Nothing in the records may change when you print them out again.

++++ Data section

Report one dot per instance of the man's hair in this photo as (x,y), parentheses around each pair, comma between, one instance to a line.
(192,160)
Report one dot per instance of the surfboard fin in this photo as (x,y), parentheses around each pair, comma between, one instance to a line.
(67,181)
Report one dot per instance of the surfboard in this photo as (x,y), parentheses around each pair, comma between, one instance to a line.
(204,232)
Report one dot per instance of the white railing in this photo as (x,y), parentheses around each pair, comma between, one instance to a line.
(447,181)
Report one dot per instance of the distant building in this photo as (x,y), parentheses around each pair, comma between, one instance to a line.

++++++++

* [Expected answer]
Report one dot per instance of the man's hair in this photo as (x,y), parentheses around each pair, comma between, one instance to a line.
(192,160)
Report one dot per instance of the surfboard fin in this photo as (x,y), parentheses around each pair, comma between, one instance to a line.
(67,181)
Report one dot per instance of the surfboard in this photo as (x,y), parentheses around each pair, comma between, one instance to a line.
(204,232)
Report one dot per instance of the white railing in this photo as (x,y), parentheses around each pair, comma between, one instance to a line.
(447,181)
Report one dot per instance of the distant building in this photo as (x,y), parentheses around each pair, comma between, one instance to a line.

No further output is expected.